>> begin Listed entries

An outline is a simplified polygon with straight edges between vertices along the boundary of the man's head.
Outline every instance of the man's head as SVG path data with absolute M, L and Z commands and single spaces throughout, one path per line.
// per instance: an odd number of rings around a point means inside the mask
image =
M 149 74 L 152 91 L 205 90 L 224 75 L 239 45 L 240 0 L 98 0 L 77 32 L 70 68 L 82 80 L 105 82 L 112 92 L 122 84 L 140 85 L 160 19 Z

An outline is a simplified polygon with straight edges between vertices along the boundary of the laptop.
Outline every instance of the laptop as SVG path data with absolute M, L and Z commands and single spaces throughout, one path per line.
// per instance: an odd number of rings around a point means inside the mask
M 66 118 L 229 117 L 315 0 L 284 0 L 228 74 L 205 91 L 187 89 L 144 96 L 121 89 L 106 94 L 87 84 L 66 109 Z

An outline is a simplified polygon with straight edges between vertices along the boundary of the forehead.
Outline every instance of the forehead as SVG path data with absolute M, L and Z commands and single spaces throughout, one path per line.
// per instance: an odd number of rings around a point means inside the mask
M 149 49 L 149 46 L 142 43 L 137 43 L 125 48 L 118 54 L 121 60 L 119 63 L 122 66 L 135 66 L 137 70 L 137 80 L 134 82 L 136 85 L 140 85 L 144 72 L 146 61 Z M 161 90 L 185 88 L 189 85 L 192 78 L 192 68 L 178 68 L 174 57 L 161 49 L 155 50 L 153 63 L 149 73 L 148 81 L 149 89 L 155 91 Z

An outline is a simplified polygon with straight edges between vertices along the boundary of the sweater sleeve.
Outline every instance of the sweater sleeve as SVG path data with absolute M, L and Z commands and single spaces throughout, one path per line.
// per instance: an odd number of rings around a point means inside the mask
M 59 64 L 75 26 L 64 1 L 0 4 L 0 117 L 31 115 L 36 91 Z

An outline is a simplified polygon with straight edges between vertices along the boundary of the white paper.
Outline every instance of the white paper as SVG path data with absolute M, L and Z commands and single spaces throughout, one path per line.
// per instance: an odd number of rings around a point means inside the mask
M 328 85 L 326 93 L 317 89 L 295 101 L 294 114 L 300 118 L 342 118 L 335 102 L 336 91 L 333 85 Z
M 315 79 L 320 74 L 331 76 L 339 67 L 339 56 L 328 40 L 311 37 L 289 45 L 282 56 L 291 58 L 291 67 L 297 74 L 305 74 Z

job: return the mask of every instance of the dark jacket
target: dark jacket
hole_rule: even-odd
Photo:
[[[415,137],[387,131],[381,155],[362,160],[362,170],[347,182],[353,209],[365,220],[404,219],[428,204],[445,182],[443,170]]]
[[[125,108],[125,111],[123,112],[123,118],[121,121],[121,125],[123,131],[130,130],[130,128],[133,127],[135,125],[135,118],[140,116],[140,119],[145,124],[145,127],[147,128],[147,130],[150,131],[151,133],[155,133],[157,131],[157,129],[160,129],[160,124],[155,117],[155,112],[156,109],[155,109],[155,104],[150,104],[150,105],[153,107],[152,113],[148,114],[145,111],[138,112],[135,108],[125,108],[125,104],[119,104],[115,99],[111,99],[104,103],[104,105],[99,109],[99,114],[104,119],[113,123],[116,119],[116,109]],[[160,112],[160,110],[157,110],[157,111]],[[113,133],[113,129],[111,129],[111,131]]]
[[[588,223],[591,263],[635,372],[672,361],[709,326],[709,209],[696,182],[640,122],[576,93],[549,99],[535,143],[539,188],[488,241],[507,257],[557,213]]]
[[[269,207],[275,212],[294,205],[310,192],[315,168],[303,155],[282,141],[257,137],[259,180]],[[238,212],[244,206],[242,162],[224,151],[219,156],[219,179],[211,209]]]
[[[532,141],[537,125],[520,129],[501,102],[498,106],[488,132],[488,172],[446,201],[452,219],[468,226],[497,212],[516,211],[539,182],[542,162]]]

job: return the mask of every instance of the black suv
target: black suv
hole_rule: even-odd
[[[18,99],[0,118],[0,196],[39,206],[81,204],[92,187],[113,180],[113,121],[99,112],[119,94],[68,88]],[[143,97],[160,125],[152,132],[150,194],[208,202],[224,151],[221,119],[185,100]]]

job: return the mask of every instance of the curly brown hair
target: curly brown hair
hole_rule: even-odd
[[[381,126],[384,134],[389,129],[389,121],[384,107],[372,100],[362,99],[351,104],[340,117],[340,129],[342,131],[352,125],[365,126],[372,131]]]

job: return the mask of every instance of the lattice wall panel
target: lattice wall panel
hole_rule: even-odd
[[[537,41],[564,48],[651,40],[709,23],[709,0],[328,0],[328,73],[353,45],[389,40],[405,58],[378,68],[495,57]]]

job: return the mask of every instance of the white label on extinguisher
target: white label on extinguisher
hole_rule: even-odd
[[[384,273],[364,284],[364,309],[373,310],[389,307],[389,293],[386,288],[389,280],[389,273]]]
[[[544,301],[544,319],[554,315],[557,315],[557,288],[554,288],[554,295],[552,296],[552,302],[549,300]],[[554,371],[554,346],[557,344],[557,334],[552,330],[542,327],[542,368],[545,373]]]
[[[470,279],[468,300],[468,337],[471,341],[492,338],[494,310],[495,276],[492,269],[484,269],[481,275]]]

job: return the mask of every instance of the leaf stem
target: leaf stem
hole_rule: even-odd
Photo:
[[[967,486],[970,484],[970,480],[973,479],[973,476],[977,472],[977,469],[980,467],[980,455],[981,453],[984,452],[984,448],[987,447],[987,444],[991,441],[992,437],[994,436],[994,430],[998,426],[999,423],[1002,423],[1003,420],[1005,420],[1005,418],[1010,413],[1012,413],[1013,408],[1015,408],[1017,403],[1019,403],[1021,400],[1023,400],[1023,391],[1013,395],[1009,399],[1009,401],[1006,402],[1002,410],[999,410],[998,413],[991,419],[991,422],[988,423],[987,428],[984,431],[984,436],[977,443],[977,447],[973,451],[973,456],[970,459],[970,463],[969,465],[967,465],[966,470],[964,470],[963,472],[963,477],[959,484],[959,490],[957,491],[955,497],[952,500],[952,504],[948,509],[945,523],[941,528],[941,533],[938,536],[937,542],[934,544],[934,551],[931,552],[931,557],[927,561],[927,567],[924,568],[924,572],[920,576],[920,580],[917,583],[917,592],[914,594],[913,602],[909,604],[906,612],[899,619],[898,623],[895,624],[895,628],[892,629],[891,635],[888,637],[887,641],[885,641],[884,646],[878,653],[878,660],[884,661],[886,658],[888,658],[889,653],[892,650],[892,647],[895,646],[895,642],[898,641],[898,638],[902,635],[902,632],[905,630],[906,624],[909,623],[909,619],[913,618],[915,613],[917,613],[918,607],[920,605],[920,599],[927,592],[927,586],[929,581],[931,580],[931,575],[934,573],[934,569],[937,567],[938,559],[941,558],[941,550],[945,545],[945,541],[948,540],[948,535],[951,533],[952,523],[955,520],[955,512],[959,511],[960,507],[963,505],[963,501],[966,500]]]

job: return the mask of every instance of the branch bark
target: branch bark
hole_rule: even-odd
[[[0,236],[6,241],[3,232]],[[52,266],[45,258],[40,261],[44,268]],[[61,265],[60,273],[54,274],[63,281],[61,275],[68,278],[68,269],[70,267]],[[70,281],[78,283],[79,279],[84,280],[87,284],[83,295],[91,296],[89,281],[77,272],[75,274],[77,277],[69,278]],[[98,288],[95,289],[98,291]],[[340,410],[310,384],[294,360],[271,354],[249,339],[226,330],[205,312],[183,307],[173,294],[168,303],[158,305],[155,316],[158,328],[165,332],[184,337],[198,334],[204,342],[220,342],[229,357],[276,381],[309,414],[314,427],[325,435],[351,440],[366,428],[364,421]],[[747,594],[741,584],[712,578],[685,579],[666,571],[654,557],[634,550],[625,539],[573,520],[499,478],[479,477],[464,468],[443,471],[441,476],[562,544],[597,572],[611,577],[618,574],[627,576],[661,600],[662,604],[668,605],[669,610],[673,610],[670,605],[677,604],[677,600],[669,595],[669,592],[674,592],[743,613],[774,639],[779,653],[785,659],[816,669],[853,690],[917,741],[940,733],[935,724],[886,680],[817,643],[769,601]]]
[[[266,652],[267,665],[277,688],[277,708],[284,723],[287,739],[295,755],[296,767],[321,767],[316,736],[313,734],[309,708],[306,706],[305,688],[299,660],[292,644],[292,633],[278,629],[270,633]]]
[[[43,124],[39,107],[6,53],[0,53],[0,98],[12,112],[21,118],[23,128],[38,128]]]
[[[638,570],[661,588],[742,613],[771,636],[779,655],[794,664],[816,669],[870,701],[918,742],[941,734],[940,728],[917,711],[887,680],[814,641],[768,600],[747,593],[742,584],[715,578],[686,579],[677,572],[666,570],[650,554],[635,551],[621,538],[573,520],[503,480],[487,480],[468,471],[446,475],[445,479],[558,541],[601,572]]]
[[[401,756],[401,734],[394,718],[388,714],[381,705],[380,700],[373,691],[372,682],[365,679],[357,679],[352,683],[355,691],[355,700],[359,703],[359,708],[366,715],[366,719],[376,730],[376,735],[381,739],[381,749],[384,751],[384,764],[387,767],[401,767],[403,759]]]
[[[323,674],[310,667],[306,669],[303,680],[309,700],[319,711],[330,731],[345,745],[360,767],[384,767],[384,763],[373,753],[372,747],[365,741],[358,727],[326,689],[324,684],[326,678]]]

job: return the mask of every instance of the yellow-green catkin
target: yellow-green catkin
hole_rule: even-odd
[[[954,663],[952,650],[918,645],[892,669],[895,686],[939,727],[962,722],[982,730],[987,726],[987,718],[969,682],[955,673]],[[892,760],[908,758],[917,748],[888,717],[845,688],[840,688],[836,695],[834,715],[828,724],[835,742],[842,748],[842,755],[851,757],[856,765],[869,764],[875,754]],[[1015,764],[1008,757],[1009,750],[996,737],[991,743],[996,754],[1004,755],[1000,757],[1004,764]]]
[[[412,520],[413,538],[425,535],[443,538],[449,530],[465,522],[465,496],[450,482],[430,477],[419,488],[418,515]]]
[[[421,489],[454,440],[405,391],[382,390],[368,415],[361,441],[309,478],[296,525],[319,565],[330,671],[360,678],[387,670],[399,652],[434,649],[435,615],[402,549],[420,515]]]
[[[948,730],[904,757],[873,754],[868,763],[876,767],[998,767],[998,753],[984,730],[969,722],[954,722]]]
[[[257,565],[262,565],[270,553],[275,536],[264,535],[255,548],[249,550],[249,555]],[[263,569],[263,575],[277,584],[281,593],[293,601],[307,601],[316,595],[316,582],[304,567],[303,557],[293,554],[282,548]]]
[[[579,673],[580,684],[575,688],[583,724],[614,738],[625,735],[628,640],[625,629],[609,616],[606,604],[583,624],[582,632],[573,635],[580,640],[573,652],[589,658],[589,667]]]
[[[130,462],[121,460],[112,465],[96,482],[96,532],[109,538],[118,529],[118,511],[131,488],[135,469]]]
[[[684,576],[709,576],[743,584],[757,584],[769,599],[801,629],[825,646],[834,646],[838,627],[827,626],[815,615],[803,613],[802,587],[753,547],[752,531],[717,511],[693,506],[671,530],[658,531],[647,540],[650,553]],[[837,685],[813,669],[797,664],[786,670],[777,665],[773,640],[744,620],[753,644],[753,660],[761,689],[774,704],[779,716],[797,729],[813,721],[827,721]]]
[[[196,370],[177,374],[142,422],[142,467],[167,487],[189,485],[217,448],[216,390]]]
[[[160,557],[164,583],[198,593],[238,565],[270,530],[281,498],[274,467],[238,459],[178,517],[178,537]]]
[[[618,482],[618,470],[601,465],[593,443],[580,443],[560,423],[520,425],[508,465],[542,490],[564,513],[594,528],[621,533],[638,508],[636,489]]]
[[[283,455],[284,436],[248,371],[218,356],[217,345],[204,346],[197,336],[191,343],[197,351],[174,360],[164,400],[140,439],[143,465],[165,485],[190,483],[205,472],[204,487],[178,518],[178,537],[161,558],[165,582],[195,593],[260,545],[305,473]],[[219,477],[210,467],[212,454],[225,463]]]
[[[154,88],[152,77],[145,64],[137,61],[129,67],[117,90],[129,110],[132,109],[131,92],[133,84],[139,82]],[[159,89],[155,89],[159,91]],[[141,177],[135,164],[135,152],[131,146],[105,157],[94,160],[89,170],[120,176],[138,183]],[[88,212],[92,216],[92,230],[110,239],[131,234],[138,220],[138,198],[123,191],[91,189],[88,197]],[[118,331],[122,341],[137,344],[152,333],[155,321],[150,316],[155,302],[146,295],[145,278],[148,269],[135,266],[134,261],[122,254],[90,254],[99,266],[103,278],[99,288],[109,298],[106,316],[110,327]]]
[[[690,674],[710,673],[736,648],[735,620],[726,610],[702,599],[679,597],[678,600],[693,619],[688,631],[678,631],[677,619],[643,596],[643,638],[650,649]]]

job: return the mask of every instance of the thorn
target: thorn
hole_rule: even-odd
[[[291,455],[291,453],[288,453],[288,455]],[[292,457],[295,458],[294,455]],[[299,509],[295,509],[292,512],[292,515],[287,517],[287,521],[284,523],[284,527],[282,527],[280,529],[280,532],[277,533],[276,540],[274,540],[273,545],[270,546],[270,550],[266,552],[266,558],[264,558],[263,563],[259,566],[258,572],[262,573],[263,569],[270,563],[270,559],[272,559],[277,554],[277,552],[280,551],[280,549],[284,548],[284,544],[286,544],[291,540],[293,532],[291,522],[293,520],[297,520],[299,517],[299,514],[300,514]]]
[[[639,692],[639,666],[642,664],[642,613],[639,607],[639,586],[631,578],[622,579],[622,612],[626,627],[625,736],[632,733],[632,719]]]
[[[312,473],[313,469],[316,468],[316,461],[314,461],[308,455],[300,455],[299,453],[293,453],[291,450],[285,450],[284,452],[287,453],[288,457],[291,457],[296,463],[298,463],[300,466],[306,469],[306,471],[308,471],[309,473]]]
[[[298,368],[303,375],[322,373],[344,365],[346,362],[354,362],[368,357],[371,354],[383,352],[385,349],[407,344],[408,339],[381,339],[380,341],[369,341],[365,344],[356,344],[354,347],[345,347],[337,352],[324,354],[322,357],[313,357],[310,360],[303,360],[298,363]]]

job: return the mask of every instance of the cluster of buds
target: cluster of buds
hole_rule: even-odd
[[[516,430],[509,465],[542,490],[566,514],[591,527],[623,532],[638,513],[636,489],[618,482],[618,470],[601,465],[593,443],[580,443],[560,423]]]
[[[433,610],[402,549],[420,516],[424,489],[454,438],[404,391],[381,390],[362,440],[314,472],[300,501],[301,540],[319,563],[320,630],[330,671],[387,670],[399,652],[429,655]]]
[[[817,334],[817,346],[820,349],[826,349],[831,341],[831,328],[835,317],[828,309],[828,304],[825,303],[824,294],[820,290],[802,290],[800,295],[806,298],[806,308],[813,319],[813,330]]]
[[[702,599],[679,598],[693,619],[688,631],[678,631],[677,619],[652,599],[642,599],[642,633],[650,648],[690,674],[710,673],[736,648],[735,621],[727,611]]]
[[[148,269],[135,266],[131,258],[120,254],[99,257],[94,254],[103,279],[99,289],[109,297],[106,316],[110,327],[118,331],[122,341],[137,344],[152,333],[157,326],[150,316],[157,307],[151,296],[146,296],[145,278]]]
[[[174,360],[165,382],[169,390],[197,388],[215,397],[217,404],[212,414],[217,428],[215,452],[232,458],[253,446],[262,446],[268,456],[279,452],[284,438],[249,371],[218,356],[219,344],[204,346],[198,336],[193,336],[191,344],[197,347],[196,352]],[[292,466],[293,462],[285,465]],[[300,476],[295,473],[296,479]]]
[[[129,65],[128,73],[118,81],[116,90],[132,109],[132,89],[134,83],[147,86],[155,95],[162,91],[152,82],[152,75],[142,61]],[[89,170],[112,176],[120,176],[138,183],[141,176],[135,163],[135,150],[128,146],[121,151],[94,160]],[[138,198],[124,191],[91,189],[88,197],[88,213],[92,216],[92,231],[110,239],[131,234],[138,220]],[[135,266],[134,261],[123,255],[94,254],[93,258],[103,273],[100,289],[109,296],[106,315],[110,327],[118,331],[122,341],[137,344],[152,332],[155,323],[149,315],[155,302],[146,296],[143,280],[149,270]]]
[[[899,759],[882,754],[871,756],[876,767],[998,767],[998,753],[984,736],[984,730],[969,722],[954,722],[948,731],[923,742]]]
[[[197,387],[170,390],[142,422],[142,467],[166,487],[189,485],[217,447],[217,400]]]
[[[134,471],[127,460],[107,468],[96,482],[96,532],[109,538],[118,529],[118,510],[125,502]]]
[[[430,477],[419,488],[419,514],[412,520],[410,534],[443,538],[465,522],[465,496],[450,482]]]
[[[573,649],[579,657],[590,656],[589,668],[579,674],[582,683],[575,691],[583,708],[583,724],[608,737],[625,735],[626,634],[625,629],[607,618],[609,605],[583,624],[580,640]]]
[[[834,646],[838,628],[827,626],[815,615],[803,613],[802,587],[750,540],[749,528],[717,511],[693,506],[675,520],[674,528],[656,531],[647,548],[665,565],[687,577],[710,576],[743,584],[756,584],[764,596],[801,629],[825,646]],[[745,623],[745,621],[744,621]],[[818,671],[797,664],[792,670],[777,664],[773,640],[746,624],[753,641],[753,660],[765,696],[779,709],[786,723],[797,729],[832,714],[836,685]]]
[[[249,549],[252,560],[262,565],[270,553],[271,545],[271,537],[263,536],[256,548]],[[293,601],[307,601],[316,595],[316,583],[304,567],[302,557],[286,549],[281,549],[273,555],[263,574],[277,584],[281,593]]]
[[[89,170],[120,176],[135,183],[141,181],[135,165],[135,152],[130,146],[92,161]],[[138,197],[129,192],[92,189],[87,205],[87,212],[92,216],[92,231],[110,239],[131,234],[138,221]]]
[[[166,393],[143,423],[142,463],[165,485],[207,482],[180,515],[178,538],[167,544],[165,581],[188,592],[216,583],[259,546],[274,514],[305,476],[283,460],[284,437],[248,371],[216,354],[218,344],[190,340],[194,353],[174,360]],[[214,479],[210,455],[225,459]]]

>> end Listed entries

• _Written instruction_
Print the rows from their first line up to and including the line containing "Outline every instance of the man's", matching them character for character.

• _Output for this exercise_
An outline is a simplified polygon with straight edges between vertices along the boundary of the man's head.
Outline every instance of the man's head as SVG path data with absolute M, L and Z commands and single spaces throughout, one path per line.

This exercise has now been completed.